List every line of the records below that contains the string "metal", treating uppercase and lowercase letters as distinct.

**INPUT MATERIAL:**
• • • • •
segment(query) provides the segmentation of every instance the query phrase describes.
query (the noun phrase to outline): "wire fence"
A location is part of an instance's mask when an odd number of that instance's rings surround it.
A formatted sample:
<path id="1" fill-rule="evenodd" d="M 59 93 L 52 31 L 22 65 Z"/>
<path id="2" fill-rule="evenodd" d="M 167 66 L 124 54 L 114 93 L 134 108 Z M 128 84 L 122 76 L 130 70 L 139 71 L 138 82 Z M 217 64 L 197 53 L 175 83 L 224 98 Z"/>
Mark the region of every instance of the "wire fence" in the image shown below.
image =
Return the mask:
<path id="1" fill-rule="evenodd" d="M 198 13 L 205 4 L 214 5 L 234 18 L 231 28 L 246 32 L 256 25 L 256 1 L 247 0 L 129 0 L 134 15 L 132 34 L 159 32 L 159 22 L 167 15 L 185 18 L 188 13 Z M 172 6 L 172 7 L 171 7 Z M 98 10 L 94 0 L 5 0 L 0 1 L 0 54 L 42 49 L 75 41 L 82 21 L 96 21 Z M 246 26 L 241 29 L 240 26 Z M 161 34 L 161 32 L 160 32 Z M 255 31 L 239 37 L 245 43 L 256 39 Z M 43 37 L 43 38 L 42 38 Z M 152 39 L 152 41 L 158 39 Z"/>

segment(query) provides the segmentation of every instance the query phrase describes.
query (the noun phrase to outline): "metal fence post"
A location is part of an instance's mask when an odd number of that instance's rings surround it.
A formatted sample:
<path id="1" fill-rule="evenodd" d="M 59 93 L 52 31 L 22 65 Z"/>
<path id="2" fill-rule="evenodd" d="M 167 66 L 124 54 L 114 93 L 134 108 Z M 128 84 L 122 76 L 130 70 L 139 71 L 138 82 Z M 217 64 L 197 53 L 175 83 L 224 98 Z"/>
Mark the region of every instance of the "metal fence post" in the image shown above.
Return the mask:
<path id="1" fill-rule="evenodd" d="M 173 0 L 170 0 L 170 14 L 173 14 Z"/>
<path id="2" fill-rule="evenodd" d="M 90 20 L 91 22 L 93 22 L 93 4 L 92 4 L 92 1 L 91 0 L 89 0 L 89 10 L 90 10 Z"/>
• • • • •
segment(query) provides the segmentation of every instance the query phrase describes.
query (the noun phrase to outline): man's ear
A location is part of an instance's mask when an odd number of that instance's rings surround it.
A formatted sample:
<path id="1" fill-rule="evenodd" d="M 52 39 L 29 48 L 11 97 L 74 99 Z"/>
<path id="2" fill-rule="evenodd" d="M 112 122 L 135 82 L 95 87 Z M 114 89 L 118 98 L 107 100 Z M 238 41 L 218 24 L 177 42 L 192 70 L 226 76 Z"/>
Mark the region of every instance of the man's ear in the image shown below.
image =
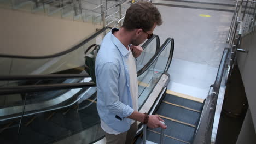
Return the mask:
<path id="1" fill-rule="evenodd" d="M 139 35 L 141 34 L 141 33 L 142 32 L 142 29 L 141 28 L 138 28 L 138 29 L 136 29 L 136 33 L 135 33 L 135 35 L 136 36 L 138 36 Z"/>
• • • • •
**EXERCISE ANSWER:**
query (the noun phrase to outline): "metal fence post"
Mark the region of every instance of the "metal fence post" in the image shown above.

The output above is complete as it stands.